## INPUT FOR THIS TASK

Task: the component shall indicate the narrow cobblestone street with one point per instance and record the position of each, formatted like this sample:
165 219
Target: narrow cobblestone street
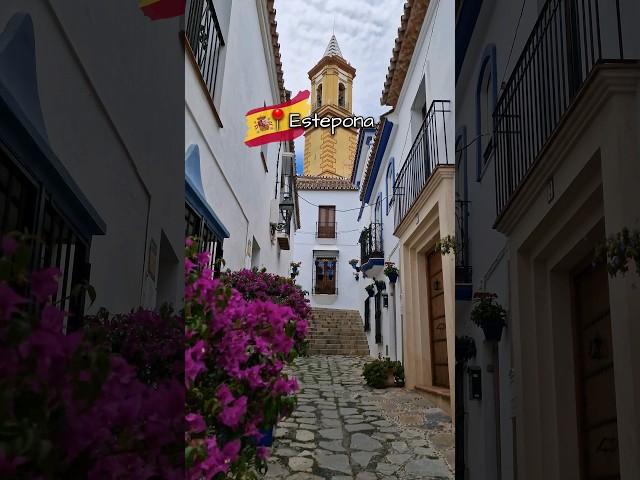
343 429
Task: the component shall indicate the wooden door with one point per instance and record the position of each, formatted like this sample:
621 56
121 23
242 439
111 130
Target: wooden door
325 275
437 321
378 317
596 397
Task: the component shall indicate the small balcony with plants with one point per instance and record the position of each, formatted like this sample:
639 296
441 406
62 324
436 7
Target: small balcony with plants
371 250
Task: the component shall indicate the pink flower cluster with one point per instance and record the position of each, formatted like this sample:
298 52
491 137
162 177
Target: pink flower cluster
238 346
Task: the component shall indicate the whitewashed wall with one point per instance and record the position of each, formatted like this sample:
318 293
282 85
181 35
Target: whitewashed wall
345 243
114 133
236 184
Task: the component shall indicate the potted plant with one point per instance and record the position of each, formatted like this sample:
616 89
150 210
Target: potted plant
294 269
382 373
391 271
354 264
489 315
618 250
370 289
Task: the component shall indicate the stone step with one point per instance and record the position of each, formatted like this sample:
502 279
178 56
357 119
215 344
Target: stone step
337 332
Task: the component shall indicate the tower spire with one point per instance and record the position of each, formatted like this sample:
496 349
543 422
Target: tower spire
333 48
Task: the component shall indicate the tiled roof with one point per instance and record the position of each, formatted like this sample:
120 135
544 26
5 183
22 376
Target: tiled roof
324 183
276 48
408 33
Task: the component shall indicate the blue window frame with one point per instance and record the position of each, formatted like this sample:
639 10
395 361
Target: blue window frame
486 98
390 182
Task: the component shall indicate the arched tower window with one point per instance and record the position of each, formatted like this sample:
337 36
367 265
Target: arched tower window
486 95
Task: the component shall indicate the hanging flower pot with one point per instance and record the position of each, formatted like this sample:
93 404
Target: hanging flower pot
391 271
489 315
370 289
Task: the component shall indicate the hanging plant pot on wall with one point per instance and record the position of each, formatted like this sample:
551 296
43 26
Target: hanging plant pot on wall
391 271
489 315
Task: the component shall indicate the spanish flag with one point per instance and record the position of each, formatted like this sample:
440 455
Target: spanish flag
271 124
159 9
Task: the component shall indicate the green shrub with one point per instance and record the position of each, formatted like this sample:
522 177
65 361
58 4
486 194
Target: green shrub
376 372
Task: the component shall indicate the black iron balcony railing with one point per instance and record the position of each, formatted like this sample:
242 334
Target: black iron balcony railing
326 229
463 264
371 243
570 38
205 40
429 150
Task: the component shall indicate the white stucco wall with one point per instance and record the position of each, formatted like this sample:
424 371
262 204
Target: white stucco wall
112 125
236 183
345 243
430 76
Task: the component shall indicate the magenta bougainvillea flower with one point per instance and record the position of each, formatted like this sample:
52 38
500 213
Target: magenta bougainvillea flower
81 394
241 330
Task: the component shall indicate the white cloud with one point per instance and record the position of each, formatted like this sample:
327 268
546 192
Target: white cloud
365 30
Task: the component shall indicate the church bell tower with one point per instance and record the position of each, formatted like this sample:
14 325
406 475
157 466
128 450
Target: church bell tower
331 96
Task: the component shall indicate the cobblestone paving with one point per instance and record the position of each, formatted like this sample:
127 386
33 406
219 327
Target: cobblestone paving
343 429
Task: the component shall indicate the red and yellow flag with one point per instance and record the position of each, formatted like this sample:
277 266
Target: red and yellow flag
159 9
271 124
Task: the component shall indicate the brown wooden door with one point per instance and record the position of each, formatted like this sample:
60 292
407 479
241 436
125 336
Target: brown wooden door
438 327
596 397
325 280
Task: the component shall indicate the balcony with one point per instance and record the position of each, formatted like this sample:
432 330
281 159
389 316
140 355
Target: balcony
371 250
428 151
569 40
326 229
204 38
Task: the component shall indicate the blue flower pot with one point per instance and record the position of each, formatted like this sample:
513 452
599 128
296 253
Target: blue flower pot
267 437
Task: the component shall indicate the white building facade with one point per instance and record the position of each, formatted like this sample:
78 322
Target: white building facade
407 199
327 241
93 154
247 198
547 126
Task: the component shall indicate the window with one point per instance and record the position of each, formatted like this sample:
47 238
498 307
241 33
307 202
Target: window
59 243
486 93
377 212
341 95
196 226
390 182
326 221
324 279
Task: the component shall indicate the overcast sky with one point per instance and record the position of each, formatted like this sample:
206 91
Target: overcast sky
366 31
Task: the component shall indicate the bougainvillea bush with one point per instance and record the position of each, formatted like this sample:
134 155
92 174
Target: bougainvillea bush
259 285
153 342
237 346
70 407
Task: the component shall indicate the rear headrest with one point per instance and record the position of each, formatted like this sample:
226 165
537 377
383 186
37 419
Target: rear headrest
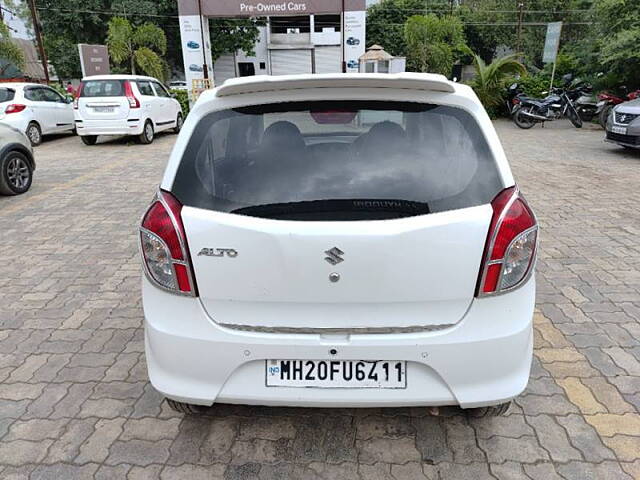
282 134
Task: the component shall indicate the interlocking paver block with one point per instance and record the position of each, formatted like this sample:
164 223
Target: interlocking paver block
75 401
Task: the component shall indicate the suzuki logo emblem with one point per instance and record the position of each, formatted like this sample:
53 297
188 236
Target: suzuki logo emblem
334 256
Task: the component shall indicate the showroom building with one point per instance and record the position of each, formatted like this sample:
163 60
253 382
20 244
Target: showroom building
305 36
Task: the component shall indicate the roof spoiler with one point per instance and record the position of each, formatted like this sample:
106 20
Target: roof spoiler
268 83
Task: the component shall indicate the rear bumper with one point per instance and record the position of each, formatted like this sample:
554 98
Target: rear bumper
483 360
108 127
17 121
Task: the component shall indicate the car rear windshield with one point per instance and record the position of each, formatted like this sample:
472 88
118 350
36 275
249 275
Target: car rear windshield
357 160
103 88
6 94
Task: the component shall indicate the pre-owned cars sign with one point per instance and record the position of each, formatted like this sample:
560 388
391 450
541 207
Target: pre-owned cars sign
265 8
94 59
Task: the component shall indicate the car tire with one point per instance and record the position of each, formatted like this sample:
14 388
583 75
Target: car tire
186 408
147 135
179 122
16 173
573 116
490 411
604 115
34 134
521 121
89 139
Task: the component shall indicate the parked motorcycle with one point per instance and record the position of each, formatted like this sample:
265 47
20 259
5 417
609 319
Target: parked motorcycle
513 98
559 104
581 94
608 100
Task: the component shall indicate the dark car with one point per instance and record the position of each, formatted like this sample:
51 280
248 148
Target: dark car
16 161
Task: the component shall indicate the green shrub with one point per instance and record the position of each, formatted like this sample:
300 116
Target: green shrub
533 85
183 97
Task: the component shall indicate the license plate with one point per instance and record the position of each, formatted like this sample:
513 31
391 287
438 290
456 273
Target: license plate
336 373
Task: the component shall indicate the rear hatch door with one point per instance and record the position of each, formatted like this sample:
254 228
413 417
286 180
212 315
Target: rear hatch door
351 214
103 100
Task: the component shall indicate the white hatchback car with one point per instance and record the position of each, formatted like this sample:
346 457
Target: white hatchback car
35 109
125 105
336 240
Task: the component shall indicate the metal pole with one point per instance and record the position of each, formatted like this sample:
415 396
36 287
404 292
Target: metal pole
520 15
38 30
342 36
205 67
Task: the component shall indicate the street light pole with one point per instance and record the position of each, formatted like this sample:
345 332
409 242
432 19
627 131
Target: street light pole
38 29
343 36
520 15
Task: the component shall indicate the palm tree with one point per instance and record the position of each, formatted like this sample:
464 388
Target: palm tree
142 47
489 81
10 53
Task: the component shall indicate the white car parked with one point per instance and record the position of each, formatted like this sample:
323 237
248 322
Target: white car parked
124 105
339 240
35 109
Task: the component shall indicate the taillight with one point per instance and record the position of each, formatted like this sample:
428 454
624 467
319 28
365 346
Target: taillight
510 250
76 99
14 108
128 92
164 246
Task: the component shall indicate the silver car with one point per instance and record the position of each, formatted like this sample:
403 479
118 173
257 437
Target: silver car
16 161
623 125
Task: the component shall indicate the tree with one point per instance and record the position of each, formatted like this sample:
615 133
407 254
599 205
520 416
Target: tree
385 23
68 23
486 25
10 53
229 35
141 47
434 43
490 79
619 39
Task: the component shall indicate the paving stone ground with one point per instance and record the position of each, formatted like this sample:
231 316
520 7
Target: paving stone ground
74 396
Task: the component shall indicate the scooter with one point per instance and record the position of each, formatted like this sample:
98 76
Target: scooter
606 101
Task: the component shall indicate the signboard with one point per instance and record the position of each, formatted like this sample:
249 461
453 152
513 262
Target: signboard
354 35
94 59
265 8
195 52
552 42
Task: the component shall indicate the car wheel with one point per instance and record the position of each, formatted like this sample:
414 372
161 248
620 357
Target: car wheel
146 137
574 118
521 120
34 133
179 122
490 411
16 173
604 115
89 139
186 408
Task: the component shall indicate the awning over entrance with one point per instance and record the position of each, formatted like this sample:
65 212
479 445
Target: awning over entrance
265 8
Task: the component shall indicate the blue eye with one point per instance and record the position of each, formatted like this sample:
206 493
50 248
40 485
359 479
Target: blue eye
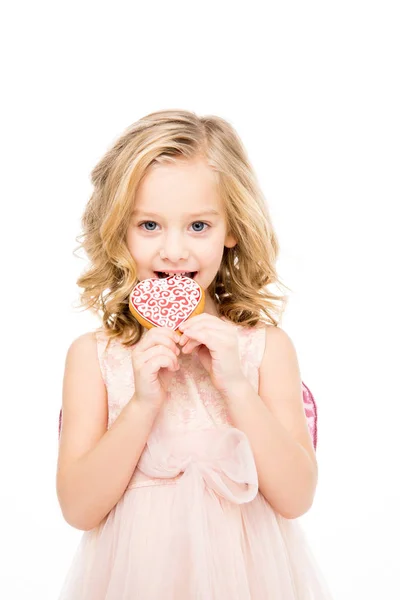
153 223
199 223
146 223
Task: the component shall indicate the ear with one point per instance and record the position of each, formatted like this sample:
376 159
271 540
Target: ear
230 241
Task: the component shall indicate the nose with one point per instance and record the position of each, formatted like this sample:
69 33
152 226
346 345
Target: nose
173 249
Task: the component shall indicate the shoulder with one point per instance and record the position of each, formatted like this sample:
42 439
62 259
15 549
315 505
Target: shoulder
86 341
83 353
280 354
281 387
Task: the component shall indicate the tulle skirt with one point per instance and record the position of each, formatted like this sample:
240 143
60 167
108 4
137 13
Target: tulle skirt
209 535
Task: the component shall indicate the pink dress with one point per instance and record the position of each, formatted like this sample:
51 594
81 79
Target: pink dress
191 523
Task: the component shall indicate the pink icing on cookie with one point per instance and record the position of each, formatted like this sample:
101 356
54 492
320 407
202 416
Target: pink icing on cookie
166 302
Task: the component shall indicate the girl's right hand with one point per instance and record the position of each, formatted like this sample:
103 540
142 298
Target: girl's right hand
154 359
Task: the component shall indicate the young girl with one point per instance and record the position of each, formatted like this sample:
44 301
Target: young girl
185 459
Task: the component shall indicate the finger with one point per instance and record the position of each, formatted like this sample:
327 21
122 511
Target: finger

## WHAT THE TASK REQUIRES
Starting with the line that contains "Task: the component shall indicate the finger" and going on through the end of the records, copy those lines again with "finger" replaced by "thumb" and everything else unchanged.

## SOLUTION FOR THIS TASK
Task: the component shall indicate the thumb with one point per instance and record the position of each, formatted like this sample:
327 21
122 511
Target: thumb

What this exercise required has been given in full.